*STATED EXERCISE 1*
According to the passage about how Leiber and Stoller wrote the song, in what year does Mike Stoller say the songwriters first went to Kansas City?
*STATED EXERCISE 2*
Translate this sentence from the passage about how Leiber and Stoller wrote the song into Spanish: "Mike Stoller claims it wasn't until 1986 that the songwriters went to Kansas City for the first time."

*QUOTED TEXT*

Stoller added that if it was music most of the time it was his decision. Leiber then illustrated his point by giving the writing of this song as an example: "I had a beef with the song, Mike was playing a tune (Leiber sings a different tune to the one we know), and I said, 'That's really corny, it sounds like Benny Goodman or something, let's do something that's really original.' And he said, 'Like what?' (Leiber sings a bluesy version). He said, 'I don't like that, that's like a hundred other blues.' He said, 'Who writes the music?' I said, 'you do'. And he wrote it the way he wanted and I came into it and we had a smash."
Mike Stoller claims it wasn't until 1986 that the songwriters went to Kansas City for the first time. He explained in an appearance on the UK show Songbook: "I wanted to make it have a melody that sounded like it could have come out of a little band in Kansas City, and so that if it was played as an instrumental, you'd still know what it was instead of just kind of 12-bar blues. And Jerry felt, as I recall, that that wasn't authentic enough."
Leiber replied: "Mike could go to a piano and noodle around and come up with a progression and a tune that was original. I couldn't do that. I wasn't a musician. I didn't play and I couldn't write. But I was singing my kind of a tune, and Mike heard it and didn't particularly like it. It wasn't a repeat blues, per se. It didn't have an original song, notes to it. And he insisted on writing it his way."

*SUPPLIED DATA*

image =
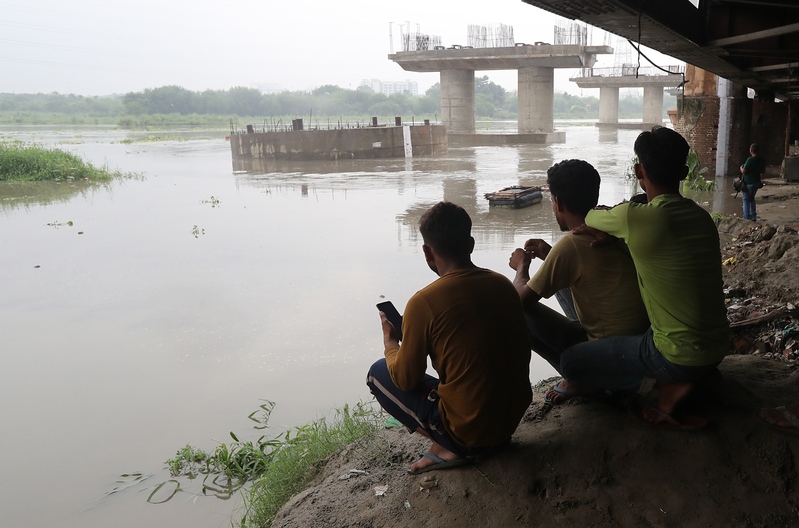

*EXERCISE ANSWER 1*
1986

*EXERCISE ANSWER 2*
Mike Stoller afirma que no fue sino hasta 1986 cuando los compositores fueron a Kansas City por primera vez.